Consigne 1 -
Répondez aux questions suivantes à partir du texte source :
(a) En quelle année la Bibliothèque nationale d'Haïti a-t-elle été fondée ?
(b) Combien d'ouvrages environ cette bibliothèque rassemble-t-elle ?
(c) Quelles sont les deux langues officielles d'Haïti ?
Consigne 2 -
D'après le texte source, quelles activités la mission principale de la Bibliothèque nationale d'Haïti concerne-t-elle à l'égard du patrimoine littéraire haïtien ? Énumérez-les toutes.
Consigne 3 -
Recopiez à l'identique le passage du texte source compris entre « Il en est de » et « le permet pas. », ces deux segments inclus.

Texte source -
———

Il en est de même de la Bibliothèque nationale d’Haïti fondée en 1939. Elle possède une collection de livres historiques et rares, de manuscrits et de journaux anciens ; elle rassemble également des publications actuelles, soit environ 60 000 ouvrages incluant ceux répertoriés à partir du dépôt légal. La conservation du patrimoine littéraire qui concerne la collecte, la conservation et la diffusion du patrimoine littéraire haïtien, est la mission principale de cette institution nationale. Mais un descriptif même sommaire des données relatives au fonds documentaire de la Bibliothèque nationale d’Haïti ne peut être réalisé en ligne : la très grande pauvreté informationnelle du site Web de cette institution ne le permet pas.
Au chapitre du patrimoine national écrit, il a donc fallu effectuer une ample et instructive incursion sur les sites des deux plus importantes bibliothèques d’Haïti. Cette recherche documentaire avait pour objectif, d’une part, d’informer le lecteur –très peu familier de l’histoire des bibliothèques et centres de documentation d’Haïti–, sur l’ancienneté, la variété et la richesse du patrimoine national écrit d’Haïti. D’autre part, et en lien avec l’objet du présent article, nous entendions fournir des références documentées et crédibles sur l’historicité du patrimoine national écrit d’Haïti qui est conjoint à l’historicité du patrimoine linguistique historique bilingue d’Haïti, celui-ci étant l’objet d’un déni caractéristique de l’enfermement idéologique des petits cercles « créolistes » au sein desquels le « fanatisme militant » sert de boussole et de « méthode » d’analyse. En clair, il s’agissait pour nous d’apporter un éclairage analytique documenté sur l’historicité du patrimoine national écrit d’Haïti afin de bien situer le « négationnisme patrimonial » et l’« amnésie patrimoniale » qui sont au cœur des dérives idéologiques sectaires et dogmatiques des « créolistes » fondamentalistes et des Ayatollahs du créole. Et comme par un effet de miroir, de telles dérives idéologiques confortent l’État haïtien dans son déni de l’obligation constitutionnelle d’aménager les deux langues officielles du pays, le créole et le français. D’autre part, et comme nous le verrons plus loin, les dérives idéologiques sectaires et dogmatiques des « créolistes » fondamentalistes et des Ayatollahs du créole ont des effets directs sur les errements itératifs du ministère de l’Éducation nationale au chapitre de l’aménagement linguistique dans l’École haïtienne.

———

Données enregistrées -

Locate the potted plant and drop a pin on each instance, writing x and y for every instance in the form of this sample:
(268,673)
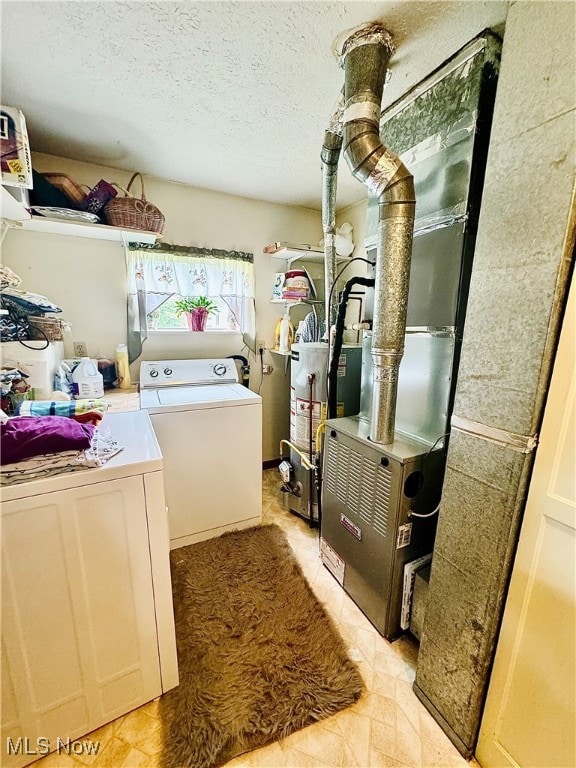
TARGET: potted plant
(196,309)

———

Solution complète 1 -
(a) En 1939.
(b) Environ 60 000 ouvrages.
(c) Le créole et le français.

Solution complète 2 -
- la collecte
- la conservation
- la diffusion

Solution complète 3 -
Il en est de même de la Bibliothèque nationale d’Haïti fondée en 1939. Elle possède une collection de livres historiques et rares, de manuscrits et de journaux anciens ; elle rassemble également des publications actuelles, soit environ 60 000 ouvrages incluant ceux répertoriés à partir du dépôt légal. La conservation du patrimoine littéraire qui concerne la collecte, la conservation et la diffusion du patrimoine littéraire haïtien, est la mission principale de cette institution nationale. Mais un descriptif même sommaire des données relatives au fonds documentaire de la Bibliothèque nationale d’Haïti ne peut être réalisé en ligne : la très grande pauvreté informationnelle du site Web de cette institution ne le permet pas.